▸ Short task
Everything from the line with "Definition first: for each instance of the woman" to the end of the data should be restated word for word, and nothing before it.

▸ Material supplied
## Start

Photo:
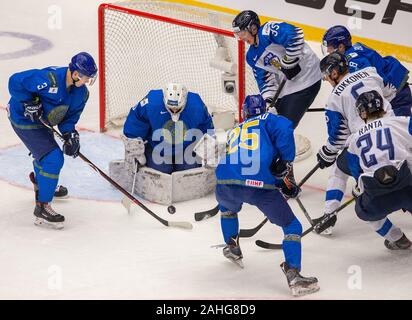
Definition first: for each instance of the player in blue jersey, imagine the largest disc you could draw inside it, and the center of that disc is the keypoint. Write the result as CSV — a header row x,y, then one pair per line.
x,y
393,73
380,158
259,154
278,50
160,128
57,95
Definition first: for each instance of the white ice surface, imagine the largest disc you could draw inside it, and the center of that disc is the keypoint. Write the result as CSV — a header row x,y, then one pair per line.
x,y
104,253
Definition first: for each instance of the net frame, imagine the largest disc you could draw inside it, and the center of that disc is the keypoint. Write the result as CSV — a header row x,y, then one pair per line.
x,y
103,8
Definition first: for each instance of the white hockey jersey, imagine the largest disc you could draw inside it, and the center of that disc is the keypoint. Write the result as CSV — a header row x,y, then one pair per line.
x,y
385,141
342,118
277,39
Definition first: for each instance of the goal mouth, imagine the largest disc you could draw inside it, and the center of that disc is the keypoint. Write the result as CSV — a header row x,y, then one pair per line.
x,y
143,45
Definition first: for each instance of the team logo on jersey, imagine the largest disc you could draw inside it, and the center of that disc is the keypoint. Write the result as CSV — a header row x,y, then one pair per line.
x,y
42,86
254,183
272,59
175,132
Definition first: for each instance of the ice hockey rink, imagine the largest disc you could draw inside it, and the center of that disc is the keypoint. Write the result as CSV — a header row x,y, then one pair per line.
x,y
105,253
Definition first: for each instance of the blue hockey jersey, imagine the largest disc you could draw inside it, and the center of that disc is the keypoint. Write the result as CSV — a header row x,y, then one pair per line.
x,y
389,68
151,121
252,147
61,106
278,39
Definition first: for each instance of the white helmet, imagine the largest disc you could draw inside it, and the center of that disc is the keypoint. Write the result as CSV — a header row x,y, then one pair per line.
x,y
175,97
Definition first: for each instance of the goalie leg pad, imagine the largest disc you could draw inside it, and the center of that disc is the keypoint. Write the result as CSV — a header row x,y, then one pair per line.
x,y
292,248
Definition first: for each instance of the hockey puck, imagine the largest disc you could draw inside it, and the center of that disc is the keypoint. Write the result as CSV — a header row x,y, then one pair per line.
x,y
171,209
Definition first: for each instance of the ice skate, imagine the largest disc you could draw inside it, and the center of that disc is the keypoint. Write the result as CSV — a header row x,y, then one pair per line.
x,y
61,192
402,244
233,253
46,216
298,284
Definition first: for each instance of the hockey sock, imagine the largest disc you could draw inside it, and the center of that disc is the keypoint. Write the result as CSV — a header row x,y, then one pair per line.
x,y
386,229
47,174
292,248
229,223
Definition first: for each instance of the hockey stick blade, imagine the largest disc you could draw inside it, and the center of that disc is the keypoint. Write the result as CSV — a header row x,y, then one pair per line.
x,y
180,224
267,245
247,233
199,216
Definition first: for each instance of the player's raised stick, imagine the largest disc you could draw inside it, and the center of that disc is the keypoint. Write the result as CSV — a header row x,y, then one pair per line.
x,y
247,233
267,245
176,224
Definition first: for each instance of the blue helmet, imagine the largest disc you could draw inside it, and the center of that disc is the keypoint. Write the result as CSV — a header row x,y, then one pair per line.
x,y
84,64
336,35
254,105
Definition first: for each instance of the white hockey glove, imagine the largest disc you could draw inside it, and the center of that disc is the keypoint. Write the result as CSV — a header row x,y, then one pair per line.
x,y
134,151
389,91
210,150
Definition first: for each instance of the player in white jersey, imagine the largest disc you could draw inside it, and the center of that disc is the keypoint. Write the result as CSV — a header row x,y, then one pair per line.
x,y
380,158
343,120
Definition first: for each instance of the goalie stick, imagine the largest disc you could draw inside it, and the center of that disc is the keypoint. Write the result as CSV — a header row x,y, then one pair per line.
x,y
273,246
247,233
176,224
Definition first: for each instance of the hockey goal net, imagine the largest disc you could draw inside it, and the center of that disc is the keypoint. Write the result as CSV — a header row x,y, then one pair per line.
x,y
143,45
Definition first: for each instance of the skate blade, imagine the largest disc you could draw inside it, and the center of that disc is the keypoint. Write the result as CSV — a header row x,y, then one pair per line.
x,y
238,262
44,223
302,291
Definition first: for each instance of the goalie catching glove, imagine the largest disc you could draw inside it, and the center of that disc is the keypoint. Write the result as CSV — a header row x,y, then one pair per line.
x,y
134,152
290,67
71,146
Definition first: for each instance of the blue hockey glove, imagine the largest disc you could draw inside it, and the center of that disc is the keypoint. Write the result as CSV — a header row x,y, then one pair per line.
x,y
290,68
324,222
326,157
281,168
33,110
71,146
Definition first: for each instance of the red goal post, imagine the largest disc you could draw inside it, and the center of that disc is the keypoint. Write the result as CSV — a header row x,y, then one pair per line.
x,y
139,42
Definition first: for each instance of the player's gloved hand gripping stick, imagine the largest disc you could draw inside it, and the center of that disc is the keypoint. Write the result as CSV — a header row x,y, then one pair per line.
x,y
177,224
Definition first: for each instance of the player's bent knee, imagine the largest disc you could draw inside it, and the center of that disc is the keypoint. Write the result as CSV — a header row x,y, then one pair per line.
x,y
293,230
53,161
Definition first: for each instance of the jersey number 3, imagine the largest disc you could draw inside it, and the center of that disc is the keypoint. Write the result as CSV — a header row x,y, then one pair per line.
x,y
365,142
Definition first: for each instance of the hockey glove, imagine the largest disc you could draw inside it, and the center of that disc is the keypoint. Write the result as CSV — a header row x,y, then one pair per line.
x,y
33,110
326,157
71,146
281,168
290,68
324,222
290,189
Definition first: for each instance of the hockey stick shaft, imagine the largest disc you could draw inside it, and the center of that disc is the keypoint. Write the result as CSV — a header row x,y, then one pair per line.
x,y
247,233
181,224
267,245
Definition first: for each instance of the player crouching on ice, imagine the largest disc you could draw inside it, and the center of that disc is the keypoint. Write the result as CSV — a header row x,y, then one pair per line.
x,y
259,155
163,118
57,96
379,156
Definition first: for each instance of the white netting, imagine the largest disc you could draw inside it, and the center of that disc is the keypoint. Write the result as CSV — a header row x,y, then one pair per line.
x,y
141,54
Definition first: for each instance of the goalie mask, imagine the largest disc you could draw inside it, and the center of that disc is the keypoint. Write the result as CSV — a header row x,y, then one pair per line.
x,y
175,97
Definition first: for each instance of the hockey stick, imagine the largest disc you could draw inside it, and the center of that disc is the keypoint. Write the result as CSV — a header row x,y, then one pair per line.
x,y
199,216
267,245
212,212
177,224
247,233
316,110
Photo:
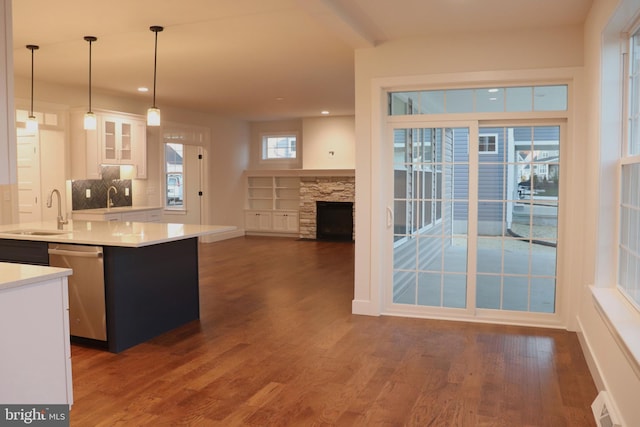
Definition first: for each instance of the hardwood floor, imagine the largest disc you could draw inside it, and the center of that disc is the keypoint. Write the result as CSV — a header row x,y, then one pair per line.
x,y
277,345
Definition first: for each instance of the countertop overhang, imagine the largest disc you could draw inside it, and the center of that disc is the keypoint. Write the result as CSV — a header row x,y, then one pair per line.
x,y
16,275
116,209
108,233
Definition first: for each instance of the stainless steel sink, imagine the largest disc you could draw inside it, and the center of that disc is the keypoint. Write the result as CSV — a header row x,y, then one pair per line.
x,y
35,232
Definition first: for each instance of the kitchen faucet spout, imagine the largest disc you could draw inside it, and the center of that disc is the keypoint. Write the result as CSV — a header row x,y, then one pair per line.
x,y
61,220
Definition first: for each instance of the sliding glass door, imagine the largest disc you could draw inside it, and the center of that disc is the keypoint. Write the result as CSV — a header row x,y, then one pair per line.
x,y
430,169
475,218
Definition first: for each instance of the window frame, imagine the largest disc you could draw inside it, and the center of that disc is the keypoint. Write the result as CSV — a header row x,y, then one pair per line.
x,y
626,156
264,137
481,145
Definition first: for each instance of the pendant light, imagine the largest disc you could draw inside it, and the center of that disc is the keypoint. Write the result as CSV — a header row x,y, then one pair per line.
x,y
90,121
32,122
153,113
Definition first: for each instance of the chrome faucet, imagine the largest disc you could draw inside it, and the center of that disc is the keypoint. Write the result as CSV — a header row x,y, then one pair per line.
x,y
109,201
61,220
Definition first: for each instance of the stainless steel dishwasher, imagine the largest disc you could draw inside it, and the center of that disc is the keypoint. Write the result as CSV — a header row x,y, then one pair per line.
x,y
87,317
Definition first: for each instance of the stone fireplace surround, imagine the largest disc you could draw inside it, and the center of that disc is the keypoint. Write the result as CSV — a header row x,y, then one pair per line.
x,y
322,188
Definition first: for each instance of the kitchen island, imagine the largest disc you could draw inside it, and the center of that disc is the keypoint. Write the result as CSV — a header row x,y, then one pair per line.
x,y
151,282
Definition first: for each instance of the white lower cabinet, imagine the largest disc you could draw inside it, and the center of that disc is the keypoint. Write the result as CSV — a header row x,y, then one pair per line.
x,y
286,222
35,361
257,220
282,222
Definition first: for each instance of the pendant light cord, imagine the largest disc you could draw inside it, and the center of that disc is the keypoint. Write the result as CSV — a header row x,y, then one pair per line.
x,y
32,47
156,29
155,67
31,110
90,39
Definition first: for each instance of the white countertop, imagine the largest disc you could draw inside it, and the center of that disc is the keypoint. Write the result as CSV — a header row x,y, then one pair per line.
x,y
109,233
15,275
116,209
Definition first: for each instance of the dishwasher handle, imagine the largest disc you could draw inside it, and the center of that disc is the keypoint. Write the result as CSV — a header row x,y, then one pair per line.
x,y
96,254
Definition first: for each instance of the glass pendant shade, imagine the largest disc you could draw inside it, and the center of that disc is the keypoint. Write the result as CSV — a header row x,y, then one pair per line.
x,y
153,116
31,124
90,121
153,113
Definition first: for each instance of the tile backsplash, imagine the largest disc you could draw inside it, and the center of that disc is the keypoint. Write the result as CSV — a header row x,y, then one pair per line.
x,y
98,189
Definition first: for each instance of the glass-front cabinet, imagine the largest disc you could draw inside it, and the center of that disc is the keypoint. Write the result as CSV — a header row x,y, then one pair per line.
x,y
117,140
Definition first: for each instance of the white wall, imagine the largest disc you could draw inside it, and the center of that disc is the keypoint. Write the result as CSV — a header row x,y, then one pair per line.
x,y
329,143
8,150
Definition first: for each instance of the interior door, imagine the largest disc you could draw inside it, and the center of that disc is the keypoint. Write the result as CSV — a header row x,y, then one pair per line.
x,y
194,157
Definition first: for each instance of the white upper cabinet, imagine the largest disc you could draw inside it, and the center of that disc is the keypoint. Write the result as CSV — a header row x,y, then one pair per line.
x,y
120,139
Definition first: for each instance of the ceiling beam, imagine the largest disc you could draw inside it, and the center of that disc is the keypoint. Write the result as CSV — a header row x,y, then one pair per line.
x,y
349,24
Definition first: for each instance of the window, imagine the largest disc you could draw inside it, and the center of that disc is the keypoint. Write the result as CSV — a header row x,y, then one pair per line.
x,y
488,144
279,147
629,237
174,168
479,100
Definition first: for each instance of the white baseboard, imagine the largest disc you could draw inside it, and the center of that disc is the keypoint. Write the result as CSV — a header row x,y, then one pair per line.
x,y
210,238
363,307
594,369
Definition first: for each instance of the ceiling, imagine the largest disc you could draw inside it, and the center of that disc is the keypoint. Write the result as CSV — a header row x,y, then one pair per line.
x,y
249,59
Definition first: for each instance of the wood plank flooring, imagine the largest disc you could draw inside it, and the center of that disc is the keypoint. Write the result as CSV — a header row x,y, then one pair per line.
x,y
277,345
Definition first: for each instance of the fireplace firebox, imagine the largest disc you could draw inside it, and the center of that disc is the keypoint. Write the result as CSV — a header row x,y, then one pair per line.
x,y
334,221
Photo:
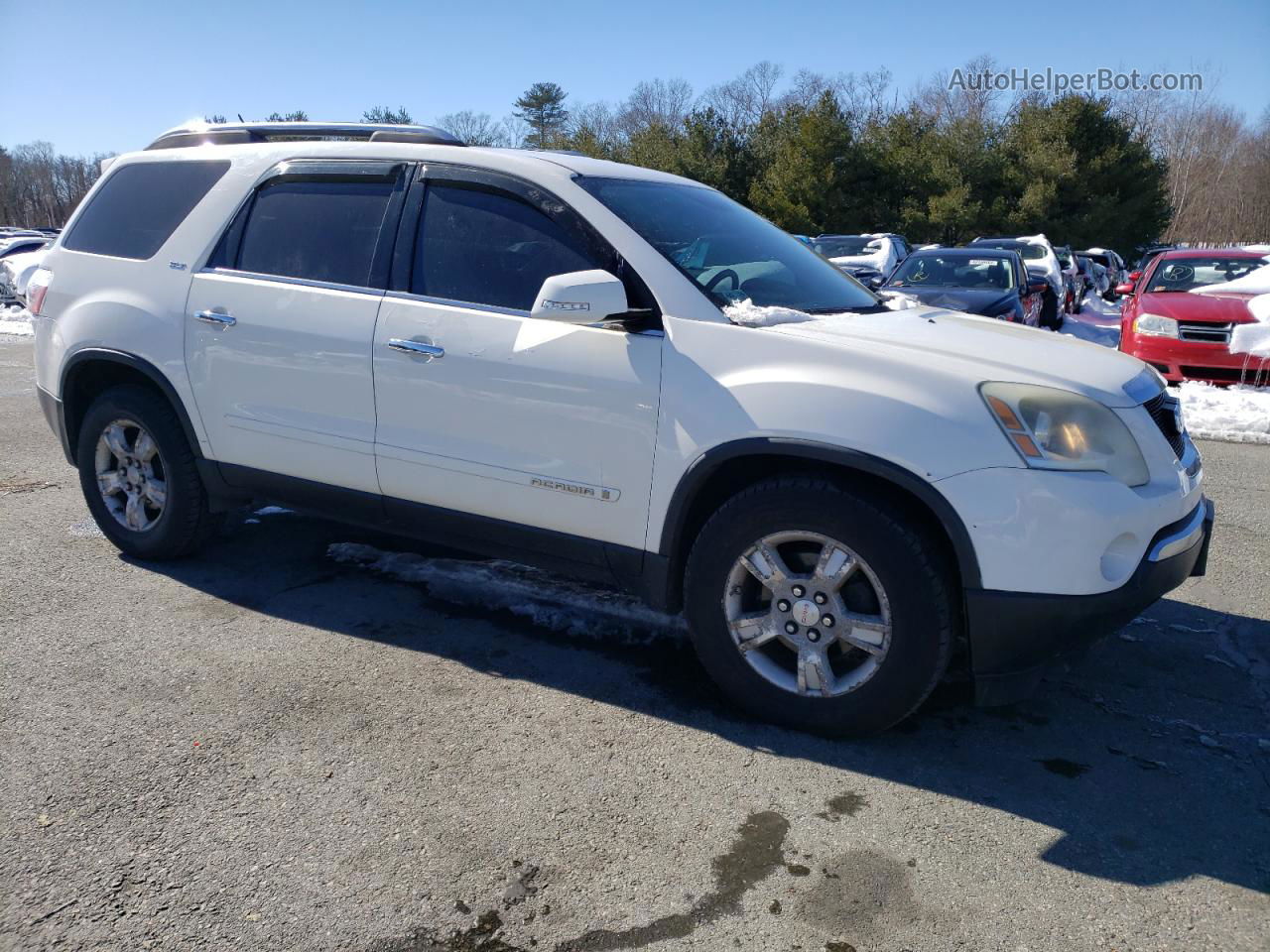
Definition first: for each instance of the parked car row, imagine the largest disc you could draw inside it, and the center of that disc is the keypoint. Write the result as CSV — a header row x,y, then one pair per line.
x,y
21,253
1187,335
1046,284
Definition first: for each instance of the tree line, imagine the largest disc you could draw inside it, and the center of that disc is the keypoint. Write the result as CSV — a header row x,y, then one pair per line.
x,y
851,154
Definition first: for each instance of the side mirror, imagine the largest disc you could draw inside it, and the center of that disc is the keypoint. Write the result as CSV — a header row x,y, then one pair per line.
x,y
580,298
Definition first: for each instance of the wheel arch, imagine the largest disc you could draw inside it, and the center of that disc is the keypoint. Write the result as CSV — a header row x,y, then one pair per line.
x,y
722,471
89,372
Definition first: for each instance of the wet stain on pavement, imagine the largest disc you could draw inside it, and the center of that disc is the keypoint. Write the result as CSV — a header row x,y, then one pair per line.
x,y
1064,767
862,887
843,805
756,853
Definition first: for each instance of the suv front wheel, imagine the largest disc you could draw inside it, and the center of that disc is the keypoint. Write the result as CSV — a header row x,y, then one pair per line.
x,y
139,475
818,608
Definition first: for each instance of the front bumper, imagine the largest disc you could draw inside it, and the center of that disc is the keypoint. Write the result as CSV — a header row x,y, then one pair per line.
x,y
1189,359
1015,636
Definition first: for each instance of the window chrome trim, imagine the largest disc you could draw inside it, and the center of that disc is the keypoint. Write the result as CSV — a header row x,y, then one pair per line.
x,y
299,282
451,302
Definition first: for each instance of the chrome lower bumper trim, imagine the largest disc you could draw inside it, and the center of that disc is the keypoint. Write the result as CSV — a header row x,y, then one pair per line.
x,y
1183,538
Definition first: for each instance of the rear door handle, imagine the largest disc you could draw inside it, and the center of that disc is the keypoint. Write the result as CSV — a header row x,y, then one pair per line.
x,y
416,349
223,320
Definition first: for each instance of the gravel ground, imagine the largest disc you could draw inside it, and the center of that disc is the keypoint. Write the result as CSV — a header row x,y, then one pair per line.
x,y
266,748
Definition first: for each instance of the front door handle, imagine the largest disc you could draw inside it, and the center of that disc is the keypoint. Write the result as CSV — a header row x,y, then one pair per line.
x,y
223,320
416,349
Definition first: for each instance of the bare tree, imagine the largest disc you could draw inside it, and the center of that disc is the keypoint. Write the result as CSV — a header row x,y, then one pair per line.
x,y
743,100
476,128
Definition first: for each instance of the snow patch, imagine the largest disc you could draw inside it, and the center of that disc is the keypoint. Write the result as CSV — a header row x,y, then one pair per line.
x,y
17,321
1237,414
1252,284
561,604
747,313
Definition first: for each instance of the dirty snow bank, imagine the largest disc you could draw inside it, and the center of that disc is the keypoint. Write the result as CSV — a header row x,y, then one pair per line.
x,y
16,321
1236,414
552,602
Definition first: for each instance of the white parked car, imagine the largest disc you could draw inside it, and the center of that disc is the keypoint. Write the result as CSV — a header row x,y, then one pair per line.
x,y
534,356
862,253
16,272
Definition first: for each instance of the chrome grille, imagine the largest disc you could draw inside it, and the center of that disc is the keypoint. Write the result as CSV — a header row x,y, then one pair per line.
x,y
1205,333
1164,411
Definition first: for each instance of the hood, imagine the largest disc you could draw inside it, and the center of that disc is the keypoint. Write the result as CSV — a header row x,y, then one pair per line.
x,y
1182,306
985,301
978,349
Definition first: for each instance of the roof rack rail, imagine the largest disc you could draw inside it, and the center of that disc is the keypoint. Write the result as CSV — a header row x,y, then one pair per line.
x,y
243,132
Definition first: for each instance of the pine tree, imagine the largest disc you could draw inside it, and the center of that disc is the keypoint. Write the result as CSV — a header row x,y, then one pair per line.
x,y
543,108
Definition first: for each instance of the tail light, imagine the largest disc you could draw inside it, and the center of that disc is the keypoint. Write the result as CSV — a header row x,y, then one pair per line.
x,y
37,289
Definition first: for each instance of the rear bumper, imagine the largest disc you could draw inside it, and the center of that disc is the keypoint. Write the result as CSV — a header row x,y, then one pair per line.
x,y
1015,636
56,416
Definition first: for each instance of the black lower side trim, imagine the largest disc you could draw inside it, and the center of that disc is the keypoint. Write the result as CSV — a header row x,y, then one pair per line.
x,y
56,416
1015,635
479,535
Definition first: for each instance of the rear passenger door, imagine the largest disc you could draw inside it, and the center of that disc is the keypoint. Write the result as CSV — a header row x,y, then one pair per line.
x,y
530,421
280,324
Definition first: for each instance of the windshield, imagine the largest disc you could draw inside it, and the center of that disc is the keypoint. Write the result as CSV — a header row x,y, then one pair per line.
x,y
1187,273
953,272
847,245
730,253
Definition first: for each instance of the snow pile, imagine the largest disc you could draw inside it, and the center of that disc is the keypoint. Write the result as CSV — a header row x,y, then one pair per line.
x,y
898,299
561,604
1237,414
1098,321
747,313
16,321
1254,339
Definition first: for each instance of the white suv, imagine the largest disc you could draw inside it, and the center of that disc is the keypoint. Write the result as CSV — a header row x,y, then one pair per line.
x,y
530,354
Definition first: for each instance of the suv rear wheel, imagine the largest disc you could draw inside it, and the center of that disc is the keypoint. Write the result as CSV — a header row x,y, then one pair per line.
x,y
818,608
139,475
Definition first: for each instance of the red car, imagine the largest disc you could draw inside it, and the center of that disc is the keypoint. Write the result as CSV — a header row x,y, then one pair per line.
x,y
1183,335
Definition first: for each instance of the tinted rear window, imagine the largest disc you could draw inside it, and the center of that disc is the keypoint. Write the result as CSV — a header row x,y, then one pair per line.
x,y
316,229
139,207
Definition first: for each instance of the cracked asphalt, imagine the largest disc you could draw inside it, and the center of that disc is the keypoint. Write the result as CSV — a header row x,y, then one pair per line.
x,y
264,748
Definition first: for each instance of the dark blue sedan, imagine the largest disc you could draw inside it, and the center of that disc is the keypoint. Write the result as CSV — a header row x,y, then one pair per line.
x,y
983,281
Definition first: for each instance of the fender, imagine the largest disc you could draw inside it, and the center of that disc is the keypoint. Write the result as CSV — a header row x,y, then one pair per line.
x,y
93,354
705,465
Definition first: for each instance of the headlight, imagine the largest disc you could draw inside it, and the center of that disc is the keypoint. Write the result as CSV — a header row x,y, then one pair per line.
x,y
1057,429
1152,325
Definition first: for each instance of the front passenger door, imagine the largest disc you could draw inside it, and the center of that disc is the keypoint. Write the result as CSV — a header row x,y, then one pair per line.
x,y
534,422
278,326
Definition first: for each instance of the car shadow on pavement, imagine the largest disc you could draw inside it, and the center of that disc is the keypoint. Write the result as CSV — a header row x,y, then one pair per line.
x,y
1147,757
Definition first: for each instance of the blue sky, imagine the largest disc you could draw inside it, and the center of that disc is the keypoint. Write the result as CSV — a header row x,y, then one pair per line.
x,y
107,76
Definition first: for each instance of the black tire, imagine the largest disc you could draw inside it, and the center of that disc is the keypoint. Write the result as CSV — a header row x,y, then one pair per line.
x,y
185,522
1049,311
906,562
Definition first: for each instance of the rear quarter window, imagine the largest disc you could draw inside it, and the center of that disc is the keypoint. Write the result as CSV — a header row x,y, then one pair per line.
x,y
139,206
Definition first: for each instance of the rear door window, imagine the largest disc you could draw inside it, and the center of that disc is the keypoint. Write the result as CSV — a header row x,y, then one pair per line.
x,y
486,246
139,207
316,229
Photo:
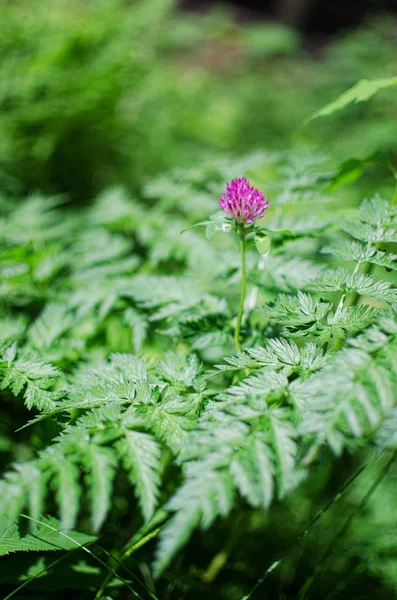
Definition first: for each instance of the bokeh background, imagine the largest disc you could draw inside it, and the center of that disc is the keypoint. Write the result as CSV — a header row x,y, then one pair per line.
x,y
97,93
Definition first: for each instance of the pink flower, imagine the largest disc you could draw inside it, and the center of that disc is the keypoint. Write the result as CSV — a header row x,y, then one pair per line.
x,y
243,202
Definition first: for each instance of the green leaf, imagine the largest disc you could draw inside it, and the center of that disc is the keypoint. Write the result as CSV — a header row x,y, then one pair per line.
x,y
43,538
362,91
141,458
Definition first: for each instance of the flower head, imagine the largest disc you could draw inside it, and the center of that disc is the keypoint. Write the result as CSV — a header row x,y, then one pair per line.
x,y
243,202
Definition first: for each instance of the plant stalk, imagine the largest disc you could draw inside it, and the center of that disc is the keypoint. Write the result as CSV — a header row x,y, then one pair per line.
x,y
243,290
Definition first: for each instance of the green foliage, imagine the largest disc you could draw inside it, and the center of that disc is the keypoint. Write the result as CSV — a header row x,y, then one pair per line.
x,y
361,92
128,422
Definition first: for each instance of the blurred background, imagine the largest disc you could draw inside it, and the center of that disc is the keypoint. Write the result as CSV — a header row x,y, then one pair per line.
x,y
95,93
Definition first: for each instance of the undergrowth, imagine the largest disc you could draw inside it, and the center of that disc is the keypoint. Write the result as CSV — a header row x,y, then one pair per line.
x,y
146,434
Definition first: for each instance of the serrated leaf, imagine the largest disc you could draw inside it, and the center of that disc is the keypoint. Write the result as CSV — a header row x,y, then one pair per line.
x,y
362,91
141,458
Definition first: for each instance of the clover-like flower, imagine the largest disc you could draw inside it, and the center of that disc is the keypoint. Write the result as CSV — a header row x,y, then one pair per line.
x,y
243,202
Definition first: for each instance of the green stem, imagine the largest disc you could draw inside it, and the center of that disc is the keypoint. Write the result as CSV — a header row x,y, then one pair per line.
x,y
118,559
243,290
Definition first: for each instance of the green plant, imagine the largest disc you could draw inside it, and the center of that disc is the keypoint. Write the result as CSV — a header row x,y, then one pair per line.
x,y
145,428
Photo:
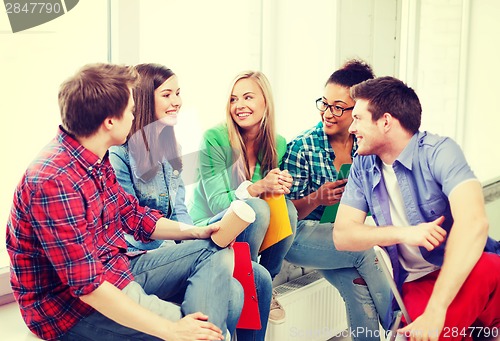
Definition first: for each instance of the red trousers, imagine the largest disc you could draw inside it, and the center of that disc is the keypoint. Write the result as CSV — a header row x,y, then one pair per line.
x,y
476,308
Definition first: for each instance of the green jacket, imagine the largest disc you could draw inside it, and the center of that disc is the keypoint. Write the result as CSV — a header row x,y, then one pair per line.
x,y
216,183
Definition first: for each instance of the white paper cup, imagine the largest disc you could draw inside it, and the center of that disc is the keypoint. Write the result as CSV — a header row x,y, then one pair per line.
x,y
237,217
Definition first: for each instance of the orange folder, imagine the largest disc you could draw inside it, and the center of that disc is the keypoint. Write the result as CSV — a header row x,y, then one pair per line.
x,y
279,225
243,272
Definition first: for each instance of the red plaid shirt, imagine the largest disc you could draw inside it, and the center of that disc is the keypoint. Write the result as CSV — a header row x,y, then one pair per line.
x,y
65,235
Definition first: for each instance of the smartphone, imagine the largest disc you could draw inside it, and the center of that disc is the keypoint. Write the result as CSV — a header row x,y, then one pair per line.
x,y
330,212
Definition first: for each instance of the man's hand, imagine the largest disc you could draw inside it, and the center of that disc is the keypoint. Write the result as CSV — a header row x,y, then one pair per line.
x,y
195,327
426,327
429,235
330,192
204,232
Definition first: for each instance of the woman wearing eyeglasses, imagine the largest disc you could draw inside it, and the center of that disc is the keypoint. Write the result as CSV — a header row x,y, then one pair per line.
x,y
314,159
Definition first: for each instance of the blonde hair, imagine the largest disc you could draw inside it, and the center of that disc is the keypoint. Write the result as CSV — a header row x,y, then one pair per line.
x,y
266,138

## End

▸ Answer to the exercise
Definition first: for each instance of the woman wearing eyeglasses, imagine the largest disc you could draw inside it, and the center of that disc is the keypoint. Write the result as CSV — a header row x,y, then one pair per line.
x,y
314,159
Definition first: for each instance of the blonde hair, imagine the largest disc you could draw inside it, and the center of that disc is the keypoint. Write the result as CSV — a header row x,y, then one pair per line.
x,y
266,138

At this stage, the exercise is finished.